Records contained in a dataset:

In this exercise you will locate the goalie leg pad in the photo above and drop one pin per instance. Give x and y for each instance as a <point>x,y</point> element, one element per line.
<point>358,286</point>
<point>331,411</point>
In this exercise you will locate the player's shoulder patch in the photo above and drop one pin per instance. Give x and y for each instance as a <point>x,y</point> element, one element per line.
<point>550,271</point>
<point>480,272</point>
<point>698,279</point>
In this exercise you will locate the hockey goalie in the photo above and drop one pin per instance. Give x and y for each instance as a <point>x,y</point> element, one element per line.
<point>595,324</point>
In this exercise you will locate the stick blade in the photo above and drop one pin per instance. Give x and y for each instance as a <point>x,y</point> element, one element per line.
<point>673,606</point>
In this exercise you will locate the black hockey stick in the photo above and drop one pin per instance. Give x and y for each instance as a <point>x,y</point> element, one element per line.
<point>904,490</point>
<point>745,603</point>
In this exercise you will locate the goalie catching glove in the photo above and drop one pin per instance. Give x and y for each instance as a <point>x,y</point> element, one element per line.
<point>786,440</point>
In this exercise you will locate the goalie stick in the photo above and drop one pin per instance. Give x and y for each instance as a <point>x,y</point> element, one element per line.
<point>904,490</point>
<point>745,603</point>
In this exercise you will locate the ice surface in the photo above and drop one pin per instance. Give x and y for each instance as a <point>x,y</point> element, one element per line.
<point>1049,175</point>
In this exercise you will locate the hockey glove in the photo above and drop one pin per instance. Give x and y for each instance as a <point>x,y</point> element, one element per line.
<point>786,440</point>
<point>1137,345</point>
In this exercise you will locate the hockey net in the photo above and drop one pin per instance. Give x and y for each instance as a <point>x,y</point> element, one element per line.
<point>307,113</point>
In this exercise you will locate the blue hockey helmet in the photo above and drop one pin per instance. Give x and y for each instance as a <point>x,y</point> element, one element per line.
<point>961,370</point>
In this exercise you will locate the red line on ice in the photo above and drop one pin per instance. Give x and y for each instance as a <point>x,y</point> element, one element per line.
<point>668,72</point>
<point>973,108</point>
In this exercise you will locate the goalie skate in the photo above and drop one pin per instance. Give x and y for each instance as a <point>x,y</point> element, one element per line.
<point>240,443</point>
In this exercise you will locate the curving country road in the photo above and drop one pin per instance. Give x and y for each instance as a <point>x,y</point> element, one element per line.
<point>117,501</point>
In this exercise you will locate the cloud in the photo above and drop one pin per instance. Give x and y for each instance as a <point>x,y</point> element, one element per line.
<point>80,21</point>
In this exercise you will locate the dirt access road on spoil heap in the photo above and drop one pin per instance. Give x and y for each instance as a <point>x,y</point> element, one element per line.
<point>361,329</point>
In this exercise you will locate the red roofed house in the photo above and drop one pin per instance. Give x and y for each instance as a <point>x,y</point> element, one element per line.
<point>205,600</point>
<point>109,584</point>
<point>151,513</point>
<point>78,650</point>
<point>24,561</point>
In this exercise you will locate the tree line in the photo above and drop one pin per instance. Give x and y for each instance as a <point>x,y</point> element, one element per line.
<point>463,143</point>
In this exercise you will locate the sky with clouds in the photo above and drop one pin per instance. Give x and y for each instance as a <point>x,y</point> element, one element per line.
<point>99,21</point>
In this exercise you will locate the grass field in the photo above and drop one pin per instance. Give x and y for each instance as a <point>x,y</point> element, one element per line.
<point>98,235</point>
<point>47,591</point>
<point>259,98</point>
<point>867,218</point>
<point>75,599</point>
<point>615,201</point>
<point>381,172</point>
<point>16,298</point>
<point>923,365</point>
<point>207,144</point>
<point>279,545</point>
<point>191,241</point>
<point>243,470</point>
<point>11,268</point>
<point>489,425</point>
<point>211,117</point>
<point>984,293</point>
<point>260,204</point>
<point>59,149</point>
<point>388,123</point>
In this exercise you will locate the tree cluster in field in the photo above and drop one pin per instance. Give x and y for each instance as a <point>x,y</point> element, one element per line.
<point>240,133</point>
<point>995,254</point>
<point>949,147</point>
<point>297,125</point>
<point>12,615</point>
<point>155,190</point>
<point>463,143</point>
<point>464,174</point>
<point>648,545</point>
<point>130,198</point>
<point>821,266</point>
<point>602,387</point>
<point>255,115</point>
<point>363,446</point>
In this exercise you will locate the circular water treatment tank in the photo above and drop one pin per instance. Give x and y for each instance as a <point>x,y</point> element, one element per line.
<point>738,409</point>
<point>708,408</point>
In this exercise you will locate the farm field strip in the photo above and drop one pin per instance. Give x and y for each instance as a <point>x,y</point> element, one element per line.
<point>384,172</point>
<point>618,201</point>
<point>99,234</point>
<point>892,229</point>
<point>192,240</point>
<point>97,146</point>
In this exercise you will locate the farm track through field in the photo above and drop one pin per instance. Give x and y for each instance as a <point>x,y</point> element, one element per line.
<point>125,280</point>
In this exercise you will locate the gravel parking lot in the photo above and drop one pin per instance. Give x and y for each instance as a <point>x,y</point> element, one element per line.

▸ What the task asks:
Retype the data in full, and keep every line identical to the original.

▸ Solution for this task:
In this exercise you will locate the goalie leg pad in the photo above and drop one pin per instance. Give x and y for each instance as a <point>x,y</point> element, one element per line.
<point>358,286</point>
<point>331,411</point>
In this exercise you will locate the player's shoulder patch in the photo above and drop one pin per instance. Give x and y for each instance as a <point>x,y</point> element, one element per line.
<point>550,271</point>
<point>480,272</point>
<point>698,279</point>
In this exercise you will locate the hockey goalie in the photo above and drop one pin per instance. Give x and y for each instance as a <point>x,y</point> element, one element per line.
<point>595,324</point>
In this exercise you will locate the stick blade in the photo above and drop one pin per instance. Give x and y for each instance as a <point>x,y</point> element, one element per line.
<point>673,606</point>
In this exercise you will locate the black hockey stick in the photo above and drop one pin per instance. Give x and y for each instance as a <point>x,y</point> element, one element per line.
<point>904,490</point>
<point>745,603</point>
In this exercise you will locate the goalie catching glove in the photo above and drop one pin per instance. Give x and y for each instance as a <point>x,y</point> element, one element per line.
<point>786,440</point>
In this exercise you will locate the goalie stick in the photo above and drop one pin per instance. Give x and y for each instance as a <point>x,y</point> element, one element per line.
<point>904,490</point>
<point>745,603</point>
In this exercise you will locate the ice surface in the photo above and drop one pin per instance. Give x and y for each instance as a <point>x,y</point> element, one element per line.
<point>1049,175</point>
In this exercise you will locate the hockey glove in the photo above and drop one pin per instance. Give x and y for each instance as a <point>x,y</point> element, one element per line.
<point>786,440</point>
<point>1137,345</point>
In this exercise you will locate the hockey net in the photo above and drop one pin per instance. Give x and y for each instance as a <point>x,y</point> element, one element per line.
<point>307,113</point>
In this exercise you will locate the blue hockey helmet in the photo above and drop one pin per instance. Give x and y for each instance as a <point>x,y</point> element, one element per line.
<point>961,370</point>
In this exercise you will locate the red line on ice in the photo above and drop one pin per instance. Give x and y for each instance as a <point>x,y</point> element, one element per line.
<point>668,72</point>
<point>973,108</point>
In this exercise you will locate the goalie skate in the photo above and drop one pin per instance. Give x and y for each instance as a <point>x,y</point> element, one element per line.
<point>240,443</point>
In this exercise you will locate the curving country road in the photo above and drop one pin per instance. Give x and y for each instance as a <point>x,y</point> element, one element per line.
<point>117,501</point>
In this exercise you will locate the cloud in the photo above and drop one pin per instance. Give x and y for each instance as a <point>x,y</point> element, one element per line.
<point>80,21</point>
In this exercise you will locate the dirt access road on spoil heap in the photo above and drop one pin per instance. Give x and y for each instance as a <point>x,y</point> element, one element per line.
<point>361,329</point>
In this exercise you will locate the red roofed house in the photo above and drop one pin per instance. Give x and y for each instance as a <point>x,y</point> element, one element per line.
<point>205,600</point>
<point>109,584</point>
<point>151,513</point>
<point>78,650</point>
<point>24,561</point>
In this exercise you will locate the tree line in the photo above and drop one pin per instance. Give x and y for each instance as a <point>x,y</point> element, one element per line.
<point>463,143</point>
In this exercise you will locate the sky with clouds in the photo above and drop one pin per instance. Give x and y for each instance as a <point>x,y</point> element, one element per line.
<point>99,21</point>
In this exercise you will locate the grass field in the photo above and drop one pin per instance. Give x and y for each instance as a <point>x,y</point> element, one element per line.
<point>98,235</point>
<point>47,591</point>
<point>259,98</point>
<point>867,218</point>
<point>75,599</point>
<point>615,201</point>
<point>381,172</point>
<point>16,298</point>
<point>923,365</point>
<point>207,144</point>
<point>279,545</point>
<point>191,241</point>
<point>243,470</point>
<point>11,268</point>
<point>489,425</point>
<point>211,117</point>
<point>984,293</point>
<point>260,204</point>
<point>59,149</point>
<point>388,123</point>
In this exercise you will locate the tree cluster in field in the photo above and drop one pin per instance. Give x and y for each instance as a <point>x,y</point> element, one element per line.
<point>240,133</point>
<point>995,254</point>
<point>949,147</point>
<point>297,125</point>
<point>12,615</point>
<point>155,190</point>
<point>463,143</point>
<point>464,174</point>
<point>648,545</point>
<point>130,198</point>
<point>821,266</point>
<point>602,387</point>
<point>255,115</point>
<point>363,446</point>
In this exercise you will locate the circular water treatment tank in the photo above and drop one pin per instance. Give x and y for each instance as a <point>x,y</point> element, one element per line.
<point>738,409</point>
<point>708,408</point>
In this exercise you will locate the farm field strip in the photo above and drop one pin per instance. Give x and y for each instance as a <point>x,y</point> element, one element per line.
<point>384,172</point>
<point>618,201</point>
<point>99,234</point>
<point>892,229</point>
<point>192,240</point>
<point>97,146</point>
In this exercise you will locate the farm track through field in the photo above and drop one pin per instance. Give x and y for each instance as a <point>x,y</point> element, one element per line.
<point>125,280</point>
In this exercise you will locate the gravel parking lot in the photo above and drop one pin per instance. Give x and y for each instance as a <point>x,y</point> element, one element per line.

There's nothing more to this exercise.